WHAT YOU NEED TO DO: Extract every row below word for word, omitting the pictures.

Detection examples
+-------+

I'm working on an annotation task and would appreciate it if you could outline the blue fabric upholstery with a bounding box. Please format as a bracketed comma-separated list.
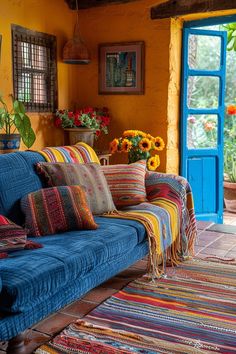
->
[0, 152, 148, 341]
[0, 218, 145, 312]
[0, 152, 44, 224]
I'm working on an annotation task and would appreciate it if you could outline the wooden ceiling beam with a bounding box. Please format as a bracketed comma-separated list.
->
[151, 0, 236, 20]
[65, 0, 137, 10]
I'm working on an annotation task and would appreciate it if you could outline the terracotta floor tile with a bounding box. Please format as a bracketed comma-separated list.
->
[210, 237, 236, 251]
[199, 247, 227, 257]
[225, 251, 236, 260]
[83, 286, 117, 303]
[117, 267, 146, 281]
[60, 300, 97, 318]
[101, 277, 130, 290]
[197, 221, 212, 230]
[198, 231, 223, 241]
[25, 330, 50, 354]
[33, 312, 76, 335]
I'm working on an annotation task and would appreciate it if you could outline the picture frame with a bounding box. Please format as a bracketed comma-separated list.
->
[98, 41, 144, 95]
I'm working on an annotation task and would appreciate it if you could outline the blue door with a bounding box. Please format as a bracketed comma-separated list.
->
[181, 28, 227, 223]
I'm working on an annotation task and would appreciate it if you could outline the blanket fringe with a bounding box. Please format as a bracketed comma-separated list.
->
[103, 210, 196, 281]
[25, 240, 43, 250]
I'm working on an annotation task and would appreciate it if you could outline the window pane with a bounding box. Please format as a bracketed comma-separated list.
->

+-------+

EXERCISE ANSWER:
I'm working on an annotation task and would appreciate it if you could outline the blue fabric upholstery with a bounding box. Please format as a bracketed comma-separated list.
->
[0, 152, 148, 341]
[0, 218, 145, 312]
[0, 152, 44, 224]
I'm working on an annotation task and would appreciate it if you could outline the wooden ceiling beam with a bounding box. Please format as a bracketed comma-separated list.
->
[151, 0, 236, 20]
[65, 0, 137, 10]
I'm working on an annotation task and would appreciate it if you could outline the terracotta floor tile with a bounding box. Please format as a bracketed comma-separated list.
->
[210, 237, 236, 251]
[199, 247, 227, 257]
[225, 251, 236, 260]
[83, 286, 117, 303]
[117, 267, 146, 281]
[60, 300, 97, 318]
[101, 277, 130, 290]
[197, 221, 212, 230]
[198, 231, 223, 241]
[25, 330, 50, 354]
[33, 312, 76, 335]
I'm working on an annotation task and would appreciate it if you could outline the picture frame with a bounding box. Please format as a bracketed comma-separated list.
->
[98, 41, 144, 95]
I'm working on an annotation task and would appreciate it if you could outline the blue door with a bounding box. Please format as a bracketed comma-separated list.
->
[181, 28, 227, 223]
I'm working on an annotation task and would appreciate it if you could outline the blanket fringe with a bounding box. Please format as a bracketed comma-separated list.
->
[103, 210, 196, 281]
[25, 240, 43, 250]
I'm working on an annotation task and would appreciate it if you could outline the window pane with a bounding box. Please format as a bracketed comma-separated list.
->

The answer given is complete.